+++ Data in this exercise

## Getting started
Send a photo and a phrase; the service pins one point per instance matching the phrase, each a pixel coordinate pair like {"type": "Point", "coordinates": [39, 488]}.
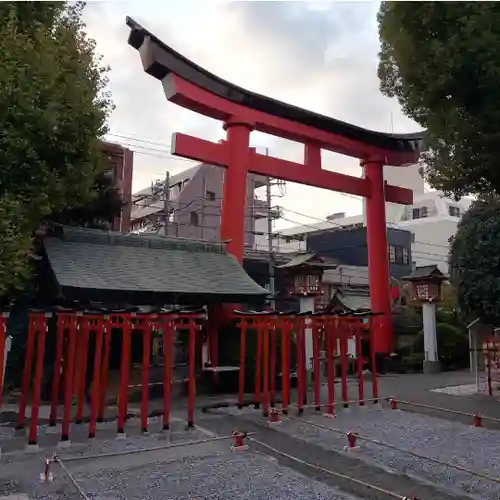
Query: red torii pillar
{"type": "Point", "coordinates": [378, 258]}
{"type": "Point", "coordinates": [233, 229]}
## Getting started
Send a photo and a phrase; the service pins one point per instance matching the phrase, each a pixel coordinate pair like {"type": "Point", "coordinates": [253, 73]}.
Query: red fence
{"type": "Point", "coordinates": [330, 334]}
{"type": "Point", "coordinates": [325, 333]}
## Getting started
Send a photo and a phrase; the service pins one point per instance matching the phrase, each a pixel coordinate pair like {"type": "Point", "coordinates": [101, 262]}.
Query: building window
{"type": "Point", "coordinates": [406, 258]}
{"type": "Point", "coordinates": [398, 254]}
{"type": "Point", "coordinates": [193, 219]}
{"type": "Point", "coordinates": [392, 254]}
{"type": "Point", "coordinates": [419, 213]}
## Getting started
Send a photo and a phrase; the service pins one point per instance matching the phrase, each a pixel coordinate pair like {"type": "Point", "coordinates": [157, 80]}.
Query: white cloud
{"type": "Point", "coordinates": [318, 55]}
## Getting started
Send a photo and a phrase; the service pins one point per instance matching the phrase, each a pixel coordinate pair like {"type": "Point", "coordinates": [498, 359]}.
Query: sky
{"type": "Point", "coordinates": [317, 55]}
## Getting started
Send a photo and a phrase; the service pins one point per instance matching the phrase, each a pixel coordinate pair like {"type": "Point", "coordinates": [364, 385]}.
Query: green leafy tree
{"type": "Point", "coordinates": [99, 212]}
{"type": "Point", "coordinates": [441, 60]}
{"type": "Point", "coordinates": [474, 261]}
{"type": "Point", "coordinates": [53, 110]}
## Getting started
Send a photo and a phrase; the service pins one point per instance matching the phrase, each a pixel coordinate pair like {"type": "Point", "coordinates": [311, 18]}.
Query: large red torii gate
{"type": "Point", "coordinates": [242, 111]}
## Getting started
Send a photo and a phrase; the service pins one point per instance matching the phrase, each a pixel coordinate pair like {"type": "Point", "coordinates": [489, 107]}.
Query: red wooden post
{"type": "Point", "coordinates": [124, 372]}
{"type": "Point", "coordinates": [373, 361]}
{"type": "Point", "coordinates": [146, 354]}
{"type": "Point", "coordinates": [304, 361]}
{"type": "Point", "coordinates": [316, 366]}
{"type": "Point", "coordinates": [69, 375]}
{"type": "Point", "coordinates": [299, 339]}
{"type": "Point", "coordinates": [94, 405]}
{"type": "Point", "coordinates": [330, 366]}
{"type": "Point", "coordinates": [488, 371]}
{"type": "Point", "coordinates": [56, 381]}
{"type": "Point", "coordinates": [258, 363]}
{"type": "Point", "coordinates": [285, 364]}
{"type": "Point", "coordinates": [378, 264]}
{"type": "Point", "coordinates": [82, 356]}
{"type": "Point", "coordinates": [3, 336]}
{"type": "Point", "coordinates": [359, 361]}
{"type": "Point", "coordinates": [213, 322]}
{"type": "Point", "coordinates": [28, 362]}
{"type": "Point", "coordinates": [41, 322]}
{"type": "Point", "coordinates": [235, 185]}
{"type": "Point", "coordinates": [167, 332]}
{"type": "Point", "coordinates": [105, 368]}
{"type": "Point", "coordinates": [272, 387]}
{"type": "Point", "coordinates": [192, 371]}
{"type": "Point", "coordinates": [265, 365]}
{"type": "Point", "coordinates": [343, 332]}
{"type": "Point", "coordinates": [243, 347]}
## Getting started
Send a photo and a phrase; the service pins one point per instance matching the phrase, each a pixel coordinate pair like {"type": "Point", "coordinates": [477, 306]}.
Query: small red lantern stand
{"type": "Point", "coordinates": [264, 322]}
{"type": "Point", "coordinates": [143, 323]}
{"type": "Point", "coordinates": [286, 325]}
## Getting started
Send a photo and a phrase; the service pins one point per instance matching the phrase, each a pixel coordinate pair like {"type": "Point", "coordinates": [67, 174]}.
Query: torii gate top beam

++++++
+++ Data in this exercise

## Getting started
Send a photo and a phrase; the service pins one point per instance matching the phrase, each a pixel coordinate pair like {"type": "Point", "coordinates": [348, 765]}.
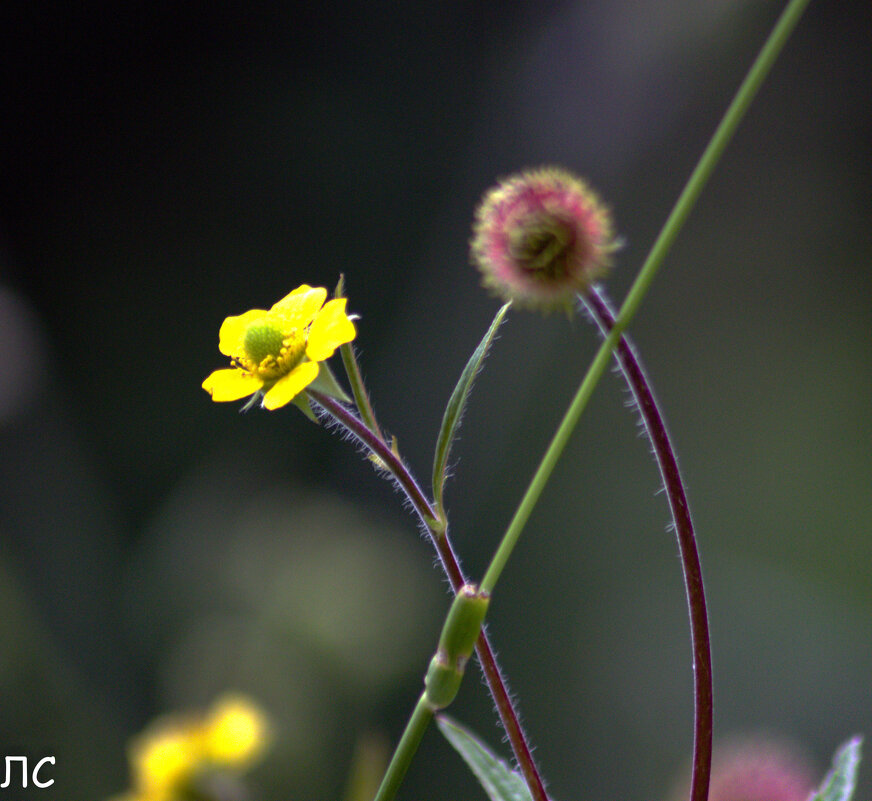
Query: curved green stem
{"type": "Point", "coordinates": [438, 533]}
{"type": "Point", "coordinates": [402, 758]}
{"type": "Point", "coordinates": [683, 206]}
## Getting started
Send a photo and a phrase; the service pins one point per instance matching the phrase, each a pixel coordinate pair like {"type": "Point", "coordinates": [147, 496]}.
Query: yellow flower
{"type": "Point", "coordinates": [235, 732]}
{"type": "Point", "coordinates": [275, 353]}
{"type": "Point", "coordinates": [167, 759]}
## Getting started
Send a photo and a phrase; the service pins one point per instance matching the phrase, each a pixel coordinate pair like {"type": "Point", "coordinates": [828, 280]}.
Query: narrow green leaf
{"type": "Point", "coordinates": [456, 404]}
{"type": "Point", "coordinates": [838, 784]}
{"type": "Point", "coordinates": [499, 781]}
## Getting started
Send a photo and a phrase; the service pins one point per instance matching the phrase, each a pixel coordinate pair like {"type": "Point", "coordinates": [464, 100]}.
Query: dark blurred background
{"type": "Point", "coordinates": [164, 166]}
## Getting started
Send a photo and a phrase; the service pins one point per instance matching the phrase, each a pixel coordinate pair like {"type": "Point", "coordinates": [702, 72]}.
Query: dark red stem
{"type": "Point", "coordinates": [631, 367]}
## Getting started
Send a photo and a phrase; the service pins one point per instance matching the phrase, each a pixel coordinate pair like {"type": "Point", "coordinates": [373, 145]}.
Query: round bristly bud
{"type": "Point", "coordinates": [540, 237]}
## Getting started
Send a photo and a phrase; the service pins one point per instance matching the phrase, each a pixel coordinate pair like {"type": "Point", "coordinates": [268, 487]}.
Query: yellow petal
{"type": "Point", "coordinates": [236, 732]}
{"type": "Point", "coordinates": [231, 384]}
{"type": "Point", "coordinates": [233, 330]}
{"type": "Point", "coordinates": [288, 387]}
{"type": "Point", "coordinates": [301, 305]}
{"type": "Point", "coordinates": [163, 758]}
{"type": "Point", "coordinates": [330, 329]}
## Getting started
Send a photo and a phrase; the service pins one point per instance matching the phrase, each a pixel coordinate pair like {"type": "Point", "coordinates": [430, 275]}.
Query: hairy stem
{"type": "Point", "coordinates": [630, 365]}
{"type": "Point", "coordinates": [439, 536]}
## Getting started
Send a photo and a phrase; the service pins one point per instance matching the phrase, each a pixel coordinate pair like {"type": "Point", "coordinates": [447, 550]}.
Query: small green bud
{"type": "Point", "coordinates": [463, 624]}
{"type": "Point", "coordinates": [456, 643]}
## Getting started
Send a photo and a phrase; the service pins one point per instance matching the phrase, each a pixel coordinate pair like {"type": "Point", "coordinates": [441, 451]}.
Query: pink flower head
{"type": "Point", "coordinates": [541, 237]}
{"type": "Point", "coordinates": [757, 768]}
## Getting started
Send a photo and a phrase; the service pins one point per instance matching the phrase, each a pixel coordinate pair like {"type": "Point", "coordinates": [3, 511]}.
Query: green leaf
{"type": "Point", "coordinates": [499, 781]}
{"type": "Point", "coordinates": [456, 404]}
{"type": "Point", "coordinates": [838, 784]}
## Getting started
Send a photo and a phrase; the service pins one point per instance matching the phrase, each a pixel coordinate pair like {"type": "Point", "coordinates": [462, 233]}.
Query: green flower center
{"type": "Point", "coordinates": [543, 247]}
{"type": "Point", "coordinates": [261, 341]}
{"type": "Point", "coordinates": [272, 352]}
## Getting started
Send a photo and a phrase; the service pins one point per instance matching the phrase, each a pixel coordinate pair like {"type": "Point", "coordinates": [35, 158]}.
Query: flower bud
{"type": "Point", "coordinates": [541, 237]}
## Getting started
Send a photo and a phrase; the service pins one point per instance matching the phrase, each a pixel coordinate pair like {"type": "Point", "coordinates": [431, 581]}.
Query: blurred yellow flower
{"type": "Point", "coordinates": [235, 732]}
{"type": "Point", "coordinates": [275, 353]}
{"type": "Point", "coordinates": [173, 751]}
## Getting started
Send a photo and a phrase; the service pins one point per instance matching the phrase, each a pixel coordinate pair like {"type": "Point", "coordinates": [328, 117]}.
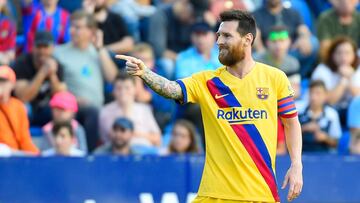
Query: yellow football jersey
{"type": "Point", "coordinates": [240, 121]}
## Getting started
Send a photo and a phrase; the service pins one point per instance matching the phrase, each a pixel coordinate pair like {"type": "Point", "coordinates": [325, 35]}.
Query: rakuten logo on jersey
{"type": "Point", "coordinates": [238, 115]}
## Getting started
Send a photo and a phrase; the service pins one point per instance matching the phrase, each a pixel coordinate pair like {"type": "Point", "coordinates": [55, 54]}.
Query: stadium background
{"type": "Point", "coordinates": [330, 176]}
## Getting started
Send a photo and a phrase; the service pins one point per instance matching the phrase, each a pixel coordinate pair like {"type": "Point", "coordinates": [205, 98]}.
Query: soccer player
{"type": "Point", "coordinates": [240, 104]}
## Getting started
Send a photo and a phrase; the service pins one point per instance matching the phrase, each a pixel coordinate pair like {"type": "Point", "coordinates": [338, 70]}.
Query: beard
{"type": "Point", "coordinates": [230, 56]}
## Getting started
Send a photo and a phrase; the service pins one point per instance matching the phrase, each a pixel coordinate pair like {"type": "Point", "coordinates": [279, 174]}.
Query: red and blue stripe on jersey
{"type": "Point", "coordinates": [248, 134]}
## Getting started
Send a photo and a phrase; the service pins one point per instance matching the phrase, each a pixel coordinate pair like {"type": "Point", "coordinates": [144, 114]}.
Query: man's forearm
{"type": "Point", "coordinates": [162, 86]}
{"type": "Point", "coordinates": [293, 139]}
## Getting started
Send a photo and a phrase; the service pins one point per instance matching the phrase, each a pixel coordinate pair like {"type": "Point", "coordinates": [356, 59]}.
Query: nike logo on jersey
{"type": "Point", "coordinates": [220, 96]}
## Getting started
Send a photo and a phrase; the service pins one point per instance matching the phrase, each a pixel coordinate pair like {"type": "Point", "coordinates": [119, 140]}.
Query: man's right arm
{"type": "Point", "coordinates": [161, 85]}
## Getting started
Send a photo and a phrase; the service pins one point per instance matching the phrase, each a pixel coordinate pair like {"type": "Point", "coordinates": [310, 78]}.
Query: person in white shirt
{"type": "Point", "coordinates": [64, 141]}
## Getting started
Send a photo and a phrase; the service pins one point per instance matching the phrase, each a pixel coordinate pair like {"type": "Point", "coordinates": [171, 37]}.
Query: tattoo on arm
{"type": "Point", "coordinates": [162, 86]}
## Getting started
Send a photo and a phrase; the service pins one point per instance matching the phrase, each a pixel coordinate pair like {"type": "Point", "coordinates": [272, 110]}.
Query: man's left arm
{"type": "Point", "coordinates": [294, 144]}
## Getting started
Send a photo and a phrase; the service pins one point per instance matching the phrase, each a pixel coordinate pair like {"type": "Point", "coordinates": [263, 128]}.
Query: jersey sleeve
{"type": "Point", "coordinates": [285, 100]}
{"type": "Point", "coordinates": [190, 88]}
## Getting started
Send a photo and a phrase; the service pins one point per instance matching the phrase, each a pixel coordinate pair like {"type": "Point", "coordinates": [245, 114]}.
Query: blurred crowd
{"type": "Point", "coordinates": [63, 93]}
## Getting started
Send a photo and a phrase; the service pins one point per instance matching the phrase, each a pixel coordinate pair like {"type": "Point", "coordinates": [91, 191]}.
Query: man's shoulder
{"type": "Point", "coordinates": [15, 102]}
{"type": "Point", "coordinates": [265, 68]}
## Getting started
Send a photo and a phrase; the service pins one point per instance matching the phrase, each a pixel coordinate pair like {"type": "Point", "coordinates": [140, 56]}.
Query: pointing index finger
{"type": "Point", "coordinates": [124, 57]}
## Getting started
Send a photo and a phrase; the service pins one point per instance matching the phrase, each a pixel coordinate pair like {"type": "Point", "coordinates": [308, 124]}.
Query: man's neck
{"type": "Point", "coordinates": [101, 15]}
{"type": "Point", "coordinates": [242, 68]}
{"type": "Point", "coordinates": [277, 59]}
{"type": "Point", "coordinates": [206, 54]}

++++++

--- Given exercise ---
Pick out and copy every line in the rows above that contains the string "gate", matching its case exactly.

--- Answer ---
Query: large red torii gate
Query: torii gate top beam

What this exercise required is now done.